→ **About this exercise**
Transcribe the listing below word for word but skip its images.
□ □ □
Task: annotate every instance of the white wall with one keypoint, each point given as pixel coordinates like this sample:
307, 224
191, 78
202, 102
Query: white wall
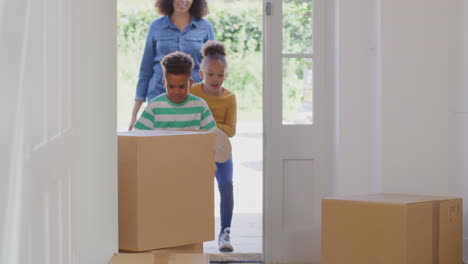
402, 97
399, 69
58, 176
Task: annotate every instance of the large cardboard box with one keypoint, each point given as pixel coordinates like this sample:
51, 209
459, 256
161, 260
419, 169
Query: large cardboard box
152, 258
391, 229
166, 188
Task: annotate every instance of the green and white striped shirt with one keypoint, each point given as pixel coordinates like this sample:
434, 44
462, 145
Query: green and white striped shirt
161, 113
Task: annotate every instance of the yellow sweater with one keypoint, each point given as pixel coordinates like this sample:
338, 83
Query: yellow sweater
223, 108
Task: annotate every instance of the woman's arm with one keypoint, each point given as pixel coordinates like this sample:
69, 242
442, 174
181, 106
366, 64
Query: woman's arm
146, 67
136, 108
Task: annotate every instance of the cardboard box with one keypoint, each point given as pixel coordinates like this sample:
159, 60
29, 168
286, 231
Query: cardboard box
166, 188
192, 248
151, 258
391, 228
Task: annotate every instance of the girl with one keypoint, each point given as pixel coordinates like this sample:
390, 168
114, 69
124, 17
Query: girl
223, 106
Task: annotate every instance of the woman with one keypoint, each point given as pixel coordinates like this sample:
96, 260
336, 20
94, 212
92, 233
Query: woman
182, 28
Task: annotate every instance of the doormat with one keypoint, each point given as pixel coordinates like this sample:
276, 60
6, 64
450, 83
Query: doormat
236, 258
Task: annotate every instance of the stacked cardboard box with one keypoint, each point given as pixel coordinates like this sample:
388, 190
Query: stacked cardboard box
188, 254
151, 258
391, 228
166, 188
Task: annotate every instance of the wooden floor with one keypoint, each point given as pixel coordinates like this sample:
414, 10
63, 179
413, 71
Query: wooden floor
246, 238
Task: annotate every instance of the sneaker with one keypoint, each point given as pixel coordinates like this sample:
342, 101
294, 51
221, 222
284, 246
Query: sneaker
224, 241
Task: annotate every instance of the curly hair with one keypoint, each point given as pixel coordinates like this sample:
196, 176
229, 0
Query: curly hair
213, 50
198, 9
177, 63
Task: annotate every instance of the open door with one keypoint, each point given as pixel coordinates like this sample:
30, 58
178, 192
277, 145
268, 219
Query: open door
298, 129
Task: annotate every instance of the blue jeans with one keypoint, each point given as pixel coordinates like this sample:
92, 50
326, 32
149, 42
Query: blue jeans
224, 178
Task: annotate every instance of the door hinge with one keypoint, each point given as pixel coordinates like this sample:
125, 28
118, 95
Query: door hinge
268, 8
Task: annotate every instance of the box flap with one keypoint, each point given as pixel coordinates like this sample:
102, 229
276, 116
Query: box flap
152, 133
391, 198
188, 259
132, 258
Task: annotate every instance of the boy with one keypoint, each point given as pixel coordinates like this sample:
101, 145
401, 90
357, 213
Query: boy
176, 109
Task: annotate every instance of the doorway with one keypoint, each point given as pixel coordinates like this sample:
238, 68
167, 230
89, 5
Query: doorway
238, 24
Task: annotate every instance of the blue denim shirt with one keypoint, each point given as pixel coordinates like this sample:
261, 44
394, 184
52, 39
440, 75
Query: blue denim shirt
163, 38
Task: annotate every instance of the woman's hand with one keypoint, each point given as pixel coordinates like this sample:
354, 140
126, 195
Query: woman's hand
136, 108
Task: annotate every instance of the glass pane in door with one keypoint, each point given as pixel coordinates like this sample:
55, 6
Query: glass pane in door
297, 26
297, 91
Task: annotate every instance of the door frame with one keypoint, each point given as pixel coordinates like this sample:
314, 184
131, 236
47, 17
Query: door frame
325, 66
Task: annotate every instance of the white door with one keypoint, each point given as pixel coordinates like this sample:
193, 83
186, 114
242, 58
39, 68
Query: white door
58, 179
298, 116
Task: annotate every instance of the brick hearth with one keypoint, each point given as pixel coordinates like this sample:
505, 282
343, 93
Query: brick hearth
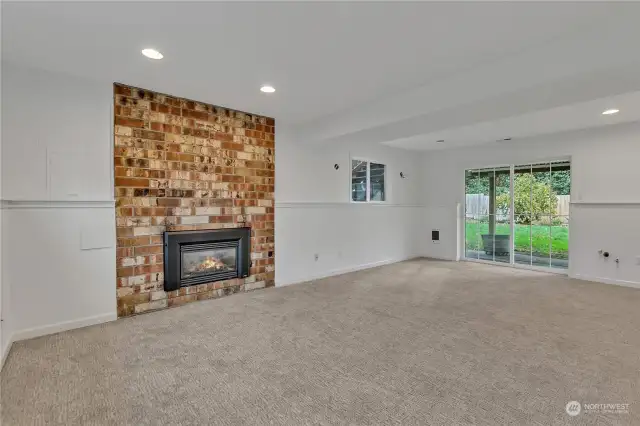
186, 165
□ □ □
→ **Result for this task**
Task: annotate every instance of the white wall with one keypoint, each point given as pixel coordinates like this sample:
307, 224
191, 78
202, 102
Query: white wall
402, 97
399, 69
58, 176
Task: annotate every instance of the large cardboard box with one keypoint, each point given as pixel coordinates like this sample:
51, 209
459, 256
161, 260
419, 169
Query: large cardboard box
152, 258
391, 229
166, 188
Task: annotate every instance of the green and white striped shirt with one keypoint, each point given as pixel coordinates like this sample:
434, 44
462, 145
Query: green and white striped shirt
161, 113
Task: annotate every instance of the yellow sweater with one keypoint, each point given as pixel coordinates like this sample:
338, 83
Query: yellow sweater
223, 108
Task: annotate every instance of the woman's arm with one keypoint, each point given as pixel coordinates like this sample:
69, 242
442, 174
181, 106
366, 64
Query: woman's arm
146, 67
136, 108
Task: annotate every instance of the cardboard box with one keypoint, each point given as pixel coordinates like this sample:
159, 60
29, 168
286, 231
Query: cardboard box
166, 188
192, 248
151, 258
391, 228
Task: annotate every instance of the girl with one keypoint, each point given as pixel coordinates like this sample:
390, 168
114, 69
124, 17
Query: girl
223, 106
Task: annotate every instance of the woman with one keypoint, each point given as pixel coordinates like this sample:
96, 260
336, 20
94, 212
92, 233
Query: woman
182, 28
Task: annotate every instance of the doormat with one keypoint, each point given as pixel coordinates like this sample:
276, 60
6, 64
450, 83
Query: doormat
236, 258
Task: annotate every instance of the stacked cardboard box with one keypoint, each point given as pixel coordinates like this sample:
388, 190
Query: stacked cardboard box
188, 254
151, 258
391, 228
166, 188
Task: annotate every instance of the wooden floor with one keypoint, each point given as pixel coordinates like this sample:
414, 10
63, 179
413, 71
Query: wooden floor
246, 238
Task: annotate every instance of the sneaker with one keypoint, each point given as pixel coordinates like this sample:
342, 101
294, 51
221, 222
284, 246
Query: sneaker
224, 241
Task: annotate every instance of the curly hair with one keypoint, each point given as pixel coordinates like this sample:
196, 176
229, 0
Query: curly hair
213, 50
198, 9
177, 63
Task: annotate every instance of the open door with one keypoint, each point given as pixel coordinates like this sample:
30, 58
178, 192
277, 145
268, 219
Query: open door
298, 129
Task: annotate every instance of the blue jeans with one keypoint, each point given as pixel coordinates like this sample:
92, 50
326, 32
149, 42
Query: blue jeans
224, 178
Task: annotate every instance of the door hinge with one keypoint, each point given as pixel coordinates like this sample:
125, 28
118, 95
Query: door hinge
268, 8
Task: annotate every instance of the box flap with one keypoint, each point given as pixel coordinates like this sample:
102, 229
276, 116
Query: box flap
152, 133
391, 198
188, 259
132, 258
Task: annotate every instance of the boy with one keypoint, each point given as pixel coordinates like this sample:
101, 145
401, 90
357, 213
Query: boy
176, 109
Task: annotate every instance of the doorway with one keypoint, each point given as pixel coordinates like this sample:
238, 68
167, 230
89, 5
Query: doorway
238, 24
Task: annotate every instance of the blue denim shirt with one keypoint, each point given as pixel coordinates like this sample:
261, 44
394, 184
52, 39
440, 75
Query: blue denim shirt
163, 38
Task: annotate every instance of the woman's hand with one keypoint, each point given as pixel coordinates like this sample:
354, 140
126, 195
Query: woman's hand
136, 108
Task: annotate every instance of the glass pane in door with one keypoint, each point given as pixel coordinates like this sample:
55, 6
Query: glass pane in door
297, 26
297, 91
Task: annotate every instance of the door frame with one keypoint, each point given as pixel coordinates like this sample:
314, 184
131, 236
47, 17
Query: door frame
325, 66
Task: annotate every instance of the white door with one keypoint, each point given as pixel coordinates like this sample:
193, 83
186, 114
242, 58
39, 68
Query: white door
58, 179
298, 116
Task: annotate every instance of the brick hearth with one keypoint, each point given as pixel coordinates like this sample:
505, 282
343, 93
Query: brick hearth
186, 165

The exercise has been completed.